» **SET PROBLEM A**
Print the prison passage word for word, starting with "It was deeply" and going on through "darkest of situations.".
» **SET PROBLEM B**
Can you sum up the prison passage in two sentences?

*** SOURCE TEXT ***

I'm not sure I'll be able to articulate exactly what I learned behind the barbed wire, but I think the gist of it is this: There are angels among us.
They wear many disguises, including blue uniforms with guns and green jumpsuits with tattoos.
I was deeply humbled by the kindness and awareness I witnessed there. Granted, the officers I was working with were the cream of the crop, and had been hand-picked to learn Motivational Interviewing because of their open minds and excellent communication skills. And the inmates they were "practicing" on had been invited to participate because they, too, were the cream of the crop; responsible and cooperative.
It's probably obvious that MI is quite a radical shift from business as usual in the corrections system. I won't get into the details, because that's not my point today. My point is that I saw earnest, kind, open-minded, courageous people on both sides of the bars. People taking risks in order to better themselves. People connecting on a human-to-human level, regardless of their stations in life, or the choices they've made.
I saw officers listening to inmates' concerns and offering to help resolve them. I heard inmates who were in for life volunteering to mentor newcomers, to teach music, and to use their influence to keep things calm.
I saw how important it was to the inmates to feel like they had something valuable to contribute -- how much pride they took in doing their jobs well or getting their degrees. I saw in there the same thing I see out here: people longing to matter in some significant way. People hungry for acknowledgment and acceptance. People wanting to make some kind of difference.
It was deeply touching, and I want to salute the officers who have been instrumental in introducing this paradigm shift. They are breaking new ground, and putting their reputations on the line to do it. As Abraham says, "There is never a crowd on the leading edge."
I left feeling tremendously optimistic about the future of our society. Even behind bars, there are people want to better themselves, and others who want to help them do it. The human spirit is indomitable - just a little bit of kindness and attention can fuel a tiny spark of inherent goodness into a bonfire that can bring warmth and light to the darkest of situations.

*** RECORD EXTRACTS ***

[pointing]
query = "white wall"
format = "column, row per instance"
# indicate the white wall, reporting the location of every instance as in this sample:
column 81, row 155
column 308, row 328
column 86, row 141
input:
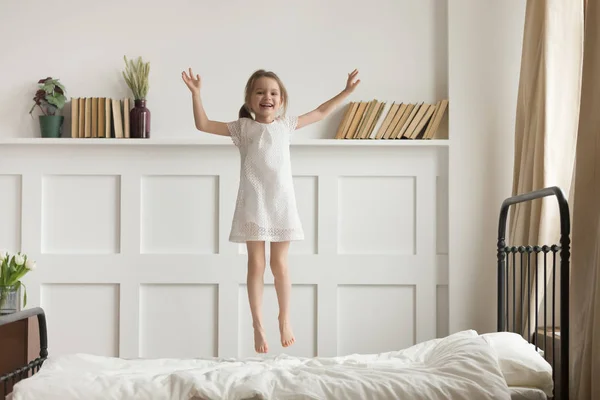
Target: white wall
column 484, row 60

***
*** RECORD EXTRACTS ***

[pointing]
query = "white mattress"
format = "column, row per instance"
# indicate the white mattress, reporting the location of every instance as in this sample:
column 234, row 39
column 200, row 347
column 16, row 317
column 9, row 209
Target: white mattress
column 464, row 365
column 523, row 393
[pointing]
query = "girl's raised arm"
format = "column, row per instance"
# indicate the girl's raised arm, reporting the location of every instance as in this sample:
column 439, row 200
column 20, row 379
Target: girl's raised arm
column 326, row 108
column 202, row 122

***

» **TASK SOLUTION A**
It was deeply touching, and I want to salute the officers who have been instrumental in introducing this paradigm shift. They are breaking new ground, and putting their reputations on the line to do it. As Abraham says, "There is never a crowd on the leading edge."
I left feeling tremendously optimistic about the future of our society. Even behind bars, there are people want to better themselves, and others who want to help them do it. The human spirit is indomitable - just a little bit of kindness and attention can fuel a tiny spark of inherent goodness into a bonfire that can bring warmth and light to the darkest of situations.

» **TASK SOLUTION B**
Working with hand-picked officers learning Motivational Interviewing and with cooperative inmates invited to take part, the writer saw kind, open-minded people on both sides of the bars who listened to, mentored, and helped others. The writer left tremendously optimistic, convinced that even behind bars there are people who want to better themselves and others who want to help them do it.